Top of Text excerpt

Further concerts were given in Canada on August 27 through 31 in Edmonton, Calgary, Victoria and Vancouver. Tickets were sold out for the band's appearance at the Commodore Ballroom on August 31, so a second performance was fixed for August 29 during which, according to The Georgia Straight, Vaughan "wowed the crowd by playing behind his back, above his head, and all over the place. At one point he strolled off the front of the stage and across a few tables, where he pulled off the Hendrix trick of playing with his teeth". Both concerts were deemed as the group's finest shows to date "due in large part to the addition of keyboardist Reese Wynans". The next stop was in Seattle. Vaughan was ill, but he still gave a concert with Double Trouble at the Seattle Center Coliseum during the Bumbershoot festival, which took place on September 1. Wynans recalled, "We got up there and Stevie was so sick and could barely go on. We ended up doing a great show despite that." From Seattle the band traveled to Salem, Oregon, where a free concert was given at the Oregon State Penitentiary. Their tour manager was doubtful that Vaughan would be able to perform the show, but he persevered. "He didn't look good," recalled photographer David Wilds, recounting that Vaughan had been in the hospital the day before, where he was diagnosed with fatigue. "But he arrived, he was in great spirits and he played at least ninety minutes." The group proceeded into the Midwest, where they arrived in South Bend, Indiana. After taking a few days off from performing, Vaughan and Double Trouble gave a concert at Morris Civic Auditorium on September 6. The next day the band performed in Pittsburgh.

Bottom of Text excerpt
Top of Data extract

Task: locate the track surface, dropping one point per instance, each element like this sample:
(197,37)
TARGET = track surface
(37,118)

Bottom of Data extract

Please rewrite the paragraph of the tour text that begins "Further concerts were given in Canada" as a short list, keeping its main facts. The data that comes after the tour text is separate material.

- August 27–31: Concerts in Edmonton, Calgary, Victoria and Vancouver, Canada.
- Commodore Ballroom: The August 31 show sold out, so a second show was added for August 29. The Georgia Straight reported that Vaughan played behind his back, above his head and with his teeth. Both shows were judged the group's best yet, largely because keyboardist Reese Wynans had joined.
- September 1, Seattle: Although ill, Vaughan played with Double Trouble at the Seattle Center Coliseum during the Bumbershoot festival. Wynans said it was a great show anyway.
- Salem, Oregon: The band gave a free concert at the Oregon State Penitentiary. Vaughan had been hospitalized the day before with fatigue, but photographer David Wilds said he was in great spirits and played at least ninety minutes.
- September 6, South Bend, Indiana: After a few days off, the band played Morris Civic Auditorium.
- Next day: A concert in Pittsburgh.